**TASK 1**
Condense the paragraph of the credit rating definitions that begins with Issuers rated "Prime-2" into a short bulleted list that keeps its main facts.
**TASK 2**
Reproduce word for word the passage of the credit rating definitions starting at "Standard & Poor's" and ending at "issues designated A-1.".
---------- PAGE EXTRACT ----------
This is the lowest investment grade category assigned by Fitch.
BB - Bonds rated BB by Fitch carry the possibility of credit risk
developing, particularly as the result of adverse economic change over
time. Business or financial alternatives may, however, be available to
allow financial commitments to be met. Securities rated in this
category are not considered by Fitch to be investment grade.
B - Bonds rated B by Fitch carry significant credit risk, however, a
limited margin of safety remains. Although financial commitments are
currently being met, capacity for continued payment depends upon a
sustained, favorable business and economic environment.
CCC, CC, C - Default on bonds rated CCC, CC, and C by Fitch is a real
possibility. The capacity to meet financial commitments depends solely
on a sustained, favorable business and economic environment. Default of
some kind on bonds rated CC appears probable, a C rating indicates
imminent default.
Plus and minus signs are used by Fitch to indicate the relative
position of a credit within a rating category. Plus and minus signs
however, are not used in the AAA category.
COMMERCIAL PAPER RATINGS
Moody's Investors Service, Inc.
Issuers rated "Prime-1" (or related supporting institutions) have a
superior capacity for repayment of short-term promissory obligations.
Prime-1 repayment will normally be evidenced by the following
characteristics: leading market positions in well-established
industries; high rates of return on funds employed; conservative
capitalization structures with moderate reliance on debt and ample
asset protection; broad margins in earnings coverage of fixed financial
changes and high internal cash generation; well-established access to a
range of financial markets and assured sources of alternate liquidity.
Issuers rated "Prime-2" (or related supporting institutions) have
strong capacity for repayment of short-term promissory obligations.
This will normally be evidenced by many of the characteristics cited
above but to a lesser degree. Earnings trends and coverage ratios,
while sound, will be more subject to variation. Capitalization
characteristics, while still appropriate, may be more affected by
external conditions. Ample alternate liquidity is maintained.
Standard & Poor's
A-1 - This designation indicates that the degree of safety regarding
timely payment is either overwhelming or very strong. Those issuers
determined to possess overwhelming safety characteristics will be
denoted with a plus (+) sign designation.
A-2 - Capacity for timely payment on issues with this designation is
strong. However, the relative degree of safety is not as high as for
issues designated A-1.
Fitch IBCA, Inc.
Fitch's short-term ratings apply to debt obligations that are payable
on demand or have original maturities of generally up to three years,
including commercial paper, certificates of deposit, medium-term notes,
and municipal and investment notes.
---------- SOURCE DATA ----------
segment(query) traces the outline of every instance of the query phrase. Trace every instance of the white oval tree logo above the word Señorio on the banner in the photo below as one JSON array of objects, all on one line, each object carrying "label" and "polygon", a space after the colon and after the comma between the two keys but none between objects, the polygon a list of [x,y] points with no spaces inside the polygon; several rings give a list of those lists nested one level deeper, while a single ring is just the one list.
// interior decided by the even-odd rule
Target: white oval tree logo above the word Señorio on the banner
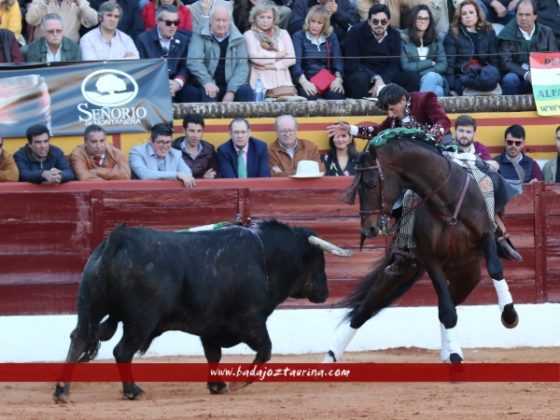
[{"label": "white oval tree logo above the word Se\u00f1orio on the banner", "polygon": [[97,70],[82,82],[82,95],[94,105],[122,106],[136,98],[138,83],[120,70]]}]

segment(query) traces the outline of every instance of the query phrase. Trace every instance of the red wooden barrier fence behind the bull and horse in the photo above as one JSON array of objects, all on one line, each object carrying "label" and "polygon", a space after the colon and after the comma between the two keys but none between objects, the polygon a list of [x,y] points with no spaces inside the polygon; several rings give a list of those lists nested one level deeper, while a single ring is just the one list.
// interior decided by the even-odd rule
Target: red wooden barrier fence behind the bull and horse
[{"label": "red wooden barrier fence behind the bull and horse", "polygon": [[[352,248],[350,258],[326,257],[331,297],[323,306],[336,306],[383,255],[388,241],[366,242],[359,252],[357,205],[341,199],[350,182],[345,177],[200,180],[193,190],[174,181],[0,184],[0,315],[75,312],[83,266],[119,223],[175,230],[237,214],[308,226],[326,240]],[[560,185],[526,185],[509,205],[506,225],[525,258],[505,264],[515,300],[560,301]],[[467,304],[495,301],[485,276]],[[435,302],[431,283],[422,279],[397,304]],[[284,307],[307,304],[290,300]]]}]

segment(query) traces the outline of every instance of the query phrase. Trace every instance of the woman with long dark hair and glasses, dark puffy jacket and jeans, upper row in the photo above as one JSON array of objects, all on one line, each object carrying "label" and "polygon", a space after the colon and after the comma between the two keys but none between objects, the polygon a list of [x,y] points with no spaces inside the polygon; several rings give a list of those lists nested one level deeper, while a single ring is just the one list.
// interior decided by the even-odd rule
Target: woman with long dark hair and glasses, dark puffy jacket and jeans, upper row
[{"label": "woman with long dark hair and glasses, dark puffy jacket and jeans, upper row", "polygon": [[402,31],[401,68],[418,75],[420,92],[444,96],[447,82],[447,57],[436,32],[432,13],[421,4],[410,12],[408,28]]}]

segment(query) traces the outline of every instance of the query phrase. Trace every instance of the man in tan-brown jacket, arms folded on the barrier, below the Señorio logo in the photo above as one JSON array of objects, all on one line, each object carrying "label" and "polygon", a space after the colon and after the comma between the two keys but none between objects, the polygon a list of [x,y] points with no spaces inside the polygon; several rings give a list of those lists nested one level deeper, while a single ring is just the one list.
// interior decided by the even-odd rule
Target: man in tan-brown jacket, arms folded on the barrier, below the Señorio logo
[{"label": "man in tan-brown jacket, arms folded on the barrier, below the Se\u00f1orio logo", "polygon": [[122,152],[107,143],[107,133],[95,124],[84,131],[84,144],[70,154],[70,166],[80,181],[130,179],[130,167]]}]

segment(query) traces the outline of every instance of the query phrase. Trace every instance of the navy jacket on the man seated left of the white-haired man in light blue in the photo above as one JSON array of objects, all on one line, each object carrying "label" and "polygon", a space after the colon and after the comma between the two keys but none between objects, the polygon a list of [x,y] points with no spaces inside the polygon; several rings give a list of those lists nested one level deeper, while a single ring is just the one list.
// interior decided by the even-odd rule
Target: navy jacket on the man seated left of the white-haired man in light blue
[{"label": "navy jacket on the man seated left of the white-haired man in light blue", "polygon": [[[191,32],[177,32],[173,37],[167,54],[167,69],[169,70],[170,79],[179,77],[186,83],[188,70],[185,57],[187,56],[190,40]],[[138,47],[140,58],[163,57],[157,28],[138,35],[136,46]]]}]

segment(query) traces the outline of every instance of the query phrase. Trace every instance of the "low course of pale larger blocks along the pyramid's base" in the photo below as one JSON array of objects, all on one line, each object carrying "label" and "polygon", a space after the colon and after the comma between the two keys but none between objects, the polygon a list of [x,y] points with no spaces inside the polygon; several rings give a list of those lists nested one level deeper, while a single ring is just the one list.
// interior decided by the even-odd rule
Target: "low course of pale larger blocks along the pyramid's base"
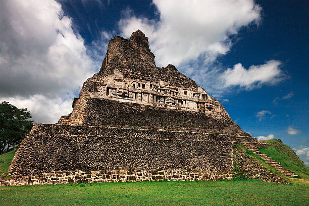
[{"label": "low course of pale larger blocks along the pyramid's base", "polygon": [[66,184],[92,182],[144,182],[144,181],[216,181],[232,179],[234,172],[168,170],[102,170],[53,171],[42,175],[20,176],[1,180],[0,186]]}]

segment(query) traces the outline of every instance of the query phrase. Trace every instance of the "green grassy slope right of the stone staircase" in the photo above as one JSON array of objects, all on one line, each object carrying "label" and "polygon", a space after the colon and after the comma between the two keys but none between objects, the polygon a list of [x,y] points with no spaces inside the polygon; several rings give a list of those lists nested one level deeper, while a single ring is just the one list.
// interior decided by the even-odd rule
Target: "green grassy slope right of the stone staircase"
[{"label": "green grassy slope right of the stone staircase", "polygon": [[303,164],[289,146],[276,139],[266,141],[271,146],[260,149],[262,153],[267,154],[286,169],[294,171],[302,179],[309,180],[309,168]]}]

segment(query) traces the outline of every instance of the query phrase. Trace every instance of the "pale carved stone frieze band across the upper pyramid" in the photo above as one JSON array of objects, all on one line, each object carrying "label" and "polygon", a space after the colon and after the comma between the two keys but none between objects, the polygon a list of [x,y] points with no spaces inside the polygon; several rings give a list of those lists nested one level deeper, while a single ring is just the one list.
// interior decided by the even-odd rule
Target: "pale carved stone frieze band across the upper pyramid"
[{"label": "pale carved stone frieze band across the upper pyramid", "polygon": [[98,92],[90,93],[90,97],[176,110],[227,114],[219,101],[214,100],[201,87],[192,89],[171,86],[165,81],[145,82],[124,78],[119,72],[105,77],[99,83]]}]

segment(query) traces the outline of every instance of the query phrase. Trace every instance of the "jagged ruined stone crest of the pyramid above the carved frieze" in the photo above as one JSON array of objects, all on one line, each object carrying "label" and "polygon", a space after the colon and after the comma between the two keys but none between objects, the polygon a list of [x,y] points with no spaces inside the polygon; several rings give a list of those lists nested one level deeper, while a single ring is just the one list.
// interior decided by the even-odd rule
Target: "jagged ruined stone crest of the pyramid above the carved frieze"
[{"label": "jagged ruined stone crest of the pyramid above the carved frieze", "polygon": [[197,88],[196,83],[178,72],[176,67],[156,67],[155,55],[150,52],[148,38],[140,31],[132,33],[130,39],[115,36],[108,46],[106,57],[99,75],[114,74],[120,71],[124,77],[142,79],[147,82],[165,81],[172,86]]}]

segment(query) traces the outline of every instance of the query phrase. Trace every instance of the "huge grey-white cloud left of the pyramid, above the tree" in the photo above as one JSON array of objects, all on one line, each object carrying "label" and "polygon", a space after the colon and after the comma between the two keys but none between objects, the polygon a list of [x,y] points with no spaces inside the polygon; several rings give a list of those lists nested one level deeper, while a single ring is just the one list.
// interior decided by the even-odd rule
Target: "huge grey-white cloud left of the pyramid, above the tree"
[{"label": "huge grey-white cloud left of the pyramid, above the tree", "polygon": [[83,39],[53,0],[4,1],[0,19],[0,101],[56,122],[93,73]]}]

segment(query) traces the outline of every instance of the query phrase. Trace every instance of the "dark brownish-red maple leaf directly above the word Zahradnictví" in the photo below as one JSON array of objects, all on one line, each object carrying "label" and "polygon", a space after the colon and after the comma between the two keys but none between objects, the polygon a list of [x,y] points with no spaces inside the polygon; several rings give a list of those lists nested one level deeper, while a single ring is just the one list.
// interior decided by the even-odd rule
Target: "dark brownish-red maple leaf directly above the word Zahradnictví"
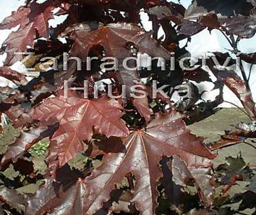
[{"label": "dark brownish-red maple leaf directly above the word Zahradnictv\u00ed", "polygon": [[[104,47],[105,56],[117,57],[119,59],[131,56],[131,46],[140,51],[140,53],[147,53],[152,57],[170,58],[169,52],[159,46],[154,39],[151,39],[149,33],[143,31],[136,24],[108,24],[89,32],[87,30],[78,30],[74,31],[70,38],[75,40],[75,44],[73,44],[71,49],[71,55],[79,56],[82,59],[85,59],[89,49],[97,44]],[[127,46],[128,43],[131,46]]]}]

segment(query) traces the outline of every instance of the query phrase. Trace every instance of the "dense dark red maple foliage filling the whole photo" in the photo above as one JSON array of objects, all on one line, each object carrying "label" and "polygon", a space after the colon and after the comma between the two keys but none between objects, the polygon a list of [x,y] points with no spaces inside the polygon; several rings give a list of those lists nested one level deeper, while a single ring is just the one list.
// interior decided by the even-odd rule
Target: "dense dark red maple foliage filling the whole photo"
[{"label": "dense dark red maple foliage filling the whole photo", "polygon": [[[8,116],[21,132],[1,155],[1,170],[13,165],[12,171],[21,175],[10,179],[1,173],[1,212],[232,214],[230,207],[221,206],[241,200],[241,210],[255,207],[247,201],[253,196],[255,200],[255,176],[248,164],[239,156],[228,157],[226,164],[214,169],[212,160],[216,155],[211,151],[256,137],[256,109],[248,80],[242,80],[233,71],[234,60],[224,70],[215,67],[211,59],[206,61],[208,71],[185,71],[179,64],[183,56],[190,55],[179,42],[189,41],[205,28],[222,31],[233,47],[232,54],[237,54],[239,40],[255,35],[255,6],[253,0],[194,0],[187,10],[181,4],[160,0],[30,0],[6,17],[0,30],[19,28],[10,33],[1,47],[1,53],[7,57],[0,67],[0,76],[17,87],[1,88],[0,113]],[[142,10],[152,21],[152,32],[143,29]],[[66,20],[55,28],[49,26],[48,21],[59,15],[67,15]],[[165,37],[158,37],[160,26]],[[35,55],[15,55],[27,51]],[[73,58],[65,70],[64,52],[81,58],[82,69],[78,69]],[[151,68],[133,71],[119,62],[113,71],[100,67],[105,56],[120,60],[145,53],[165,59],[165,70],[161,71],[155,61]],[[173,53],[176,69],[170,71]],[[255,53],[239,54],[244,62],[255,64]],[[214,55],[220,63],[229,56]],[[42,57],[47,60],[41,61]],[[87,57],[98,57],[90,69]],[[12,70],[10,66],[19,60],[26,67],[33,67],[39,76],[28,81],[26,74]],[[136,63],[132,61],[131,66]],[[217,81],[210,78],[209,71]],[[170,97],[172,87],[190,84],[193,98],[180,103],[160,94],[154,98],[152,80],[157,81],[157,87],[168,84],[165,92]],[[88,98],[84,98],[82,90],[68,90],[65,98],[64,81],[68,81],[69,87],[83,87],[86,81]],[[134,81],[143,83],[145,98],[131,98]],[[214,101],[203,101],[192,81],[214,83],[219,96]],[[93,86],[98,82],[104,89],[93,98]],[[113,86],[114,99],[107,96],[109,85]],[[122,85],[127,86],[126,98],[118,98]],[[206,146],[204,137],[192,134],[187,125],[217,111],[224,101],[224,85],[240,99],[251,124],[237,125],[234,132],[226,132],[218,142]],[[36,171],[40,159],[32,151],[43,139],[50,141],[45,151],[47,169]],[[78,154],[82,167],[71,167],[70,162]],[[239,180],[251,182],[248,191],[235,198],[225,196]],[[37,191],[21,192],[22,187],[30,185]],[[218,195],[220,186],[223,189]]]}]

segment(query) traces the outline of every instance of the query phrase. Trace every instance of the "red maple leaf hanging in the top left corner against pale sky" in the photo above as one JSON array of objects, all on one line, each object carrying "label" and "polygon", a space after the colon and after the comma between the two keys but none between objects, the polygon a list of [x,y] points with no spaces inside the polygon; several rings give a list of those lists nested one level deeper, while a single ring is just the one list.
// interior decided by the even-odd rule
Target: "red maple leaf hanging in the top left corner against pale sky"
[{"label": "red maple leaf hanging in the top left corner against pale sky", "polygon": [[3,42],[7,53],[5,65],[21,60],[21,55],[14,55],[14,53],[24,52],[27,46],[33,46],[37,34],[39,37],[49,38],[48,21],[53,19],[51,11],[54,8],[49,1],[43,4],[33,1],[27,8],[21,6],[17,12],[13,12],[10,17],[4,19],[0,24],[0,29],[10,29],[20,24],[19,29],[10,33]]}]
----------
**TASK ANSWER 1**
- Prime-2 issuers, or related supporting institutions, have strong capacity to repay short-term promissory obligations.
- They normally show many of the Prime-1 characteristics, but to a lesser degree.
- Earnings trends and coverage ratios are sound but more subject to variation.
- Capitalization characteristics are still appropriate but may be more affected by external conditions.
- Ample alternate liquidity is maintained.

**TASK ANSWER 2**
Standard & Poor's
A-1 - This designation indicates that the degree of safety regarding
timely payment is either overwhelming or very strong. Those issuers
determined to possess overwhelming safety characteristics will be
denoted with a plus (+) sign designation.
A-2 - Capacity for timely payment on issues with this designation is
strong. However, the relative degree of safety is not as high as for
issues designated A-1.